# Work item
Reproduce the forum exchange on health insurance costs and cheap cancer treatments word for word, from beginning to end.
[[ Supplied passage open ]]
Okay? Nothing out of context there, Mark, right?
My reply:
http://www.electrical.com/phpBB2/viewto ... 968#431968Full text:
Mark Hansen wrote:I merely stated that if a safe, cheap, reasonable alternative treatment for cancer, in this case, specifically, IV vitamin C, was proved to be effective in treating cancer, then any insurance company would jump on it in a heartbeat, because "their costs", the money they pay out for treatment of cancer, would plummet.
clocker bob wrote:You're not getting it. They are not 'their costs'. They are 'our' costs. That is what insurance is. An agreement that the insurer will pay the insured's costs when the insured is faced with a lump sum medical bill that he cannot pay. Insurance is a loan, or more accurately, a mortgage. Do banks want the costs of homes to plummet, so they write smaller loans and collect less interest? Of course not. Do health insurers want people to find cheaper treatments, so they require smaller loans ( policies ) from the health insurer? Of course not. Your whole argument is like you think we live in a single payer taxdollar funded system, where there would be an incentive to make people healthy for less. We live in a profit-driven system, and therefore, rising health care costs and rising premiums are good news for the profit-based industry.
I'm amazed that you aren't seeing this.
mark hansen wrote:Hopefully, that would translate into lower premiums for people like you and me, although I wouldn't hold my breathe waiting for this to happen.
clocker bob wrote:And why are lower premiums good news for anyone but you or me? Did Exxon buy you a hybrid car this morning so you can stop buying their gas?
mark hansen wrote:I guess I don't understand why you think a cheap effective alternative treatment wouldn't be in their interests also.
clocker bob wrote:Mark, they are in the business of selling health care and the insurance to pay for it, that's why! Damn... I know you know what capitalism is. It must be the concept of treatment that is making you think that corporate medicine has your interests at heart, and is always doing what it takes to lower health care costs. Think of it as a product. If you held the exclusive license to sell donuts that cost $12 a dozen in Chicago, would you expect Donuts, Inc. to welcome with open arms the woman who bakes donuts in her kitchen and sells them to her friends for $2 a dozen?
[[ Supplied passage closed ]]
[[ Data below open ]]
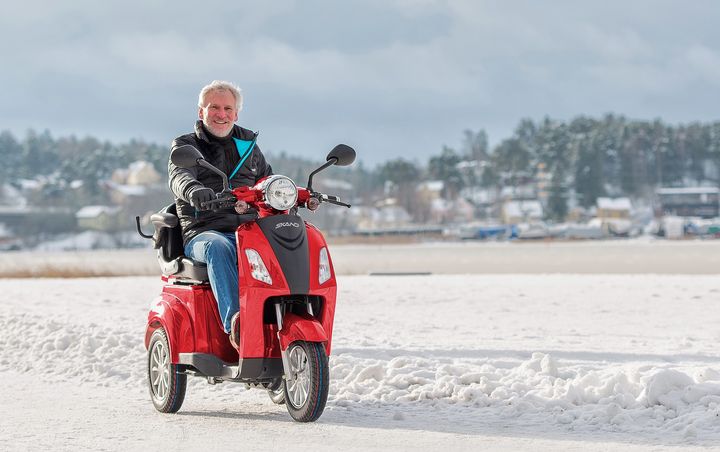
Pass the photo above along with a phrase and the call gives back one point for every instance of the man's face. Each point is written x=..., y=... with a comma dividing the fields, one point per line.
[[ Data below closed ]]
# Answer section
Okay? Nothing out of context there, Mark, right?
My reply:
http://www.electrical.com/phpBB2/viewto ... 968#431968Full text:
Mark Hansen wrote:I merely stated that if a safe, cheap, reasonable alternative treatment for cancer, in this case, specifically, IV vitamin C, was proved to be effective in treating cancer, then any insurance company would jump on it in a heartbeat, because "their costs", the money they pay out for treatment of cancer, would plummet.
clocker bob wrote:You're not getting it. They are not 'their costs'. They are 'our' costs. That is what insurance is. An agreement that the insurer will pay the insured's costs when the insured is faced with a lump sum medical bill that he cannot pay. Insurance is a loan, or more accurately, a mortgage. Do banks want the costs of homes to plummet, so they write smaller loans and collect less interest? Of course not. Do health insurers want people to find cheaper treatments, so they require smaller loans ( policies ) from the health insurer? Of course not. Your whole argument is like you think we live in a single payer taxdollar funded system, where there would be an incentive to make people healthy for less. We live in a profit-driven system, and therefore, rising health care costs and rising premiums are good news for the profit-based industry.
I'm amazed that you aren't seeing this.
mark hansen wrote:Hopefully, that would translate into lower premiums for people like you and me, although I wouldn't hold my breathe waiting for this to happen.
clocker bob wrote:And why are lower premiums good news for anyone but you or me? Did Exxon buy you a hybrid car this morning so you can stop buying their gas?
mark hansen wrote:I guess I don't understand why you think a cheap effective alternative treatment wouldn't be in their interests also.
clocker bob wrote:Mark, they are in the business of selling health care and the insurance to pay for it, that's why! Damn... I know you know what capitalism is. It must be the concept of treatment that is making you think that corporate medicine has your interests at heart, and is always doing what it takes to lower health care costs. Think of it as a product. If you held the exclusive license to sell donuts that cost $12 a dozen in Chicago, would you expect Donuts, Inc. to welcome with open arms the woman who bakes donuts in her kitchen and sells them to her friends for $2 a dozen?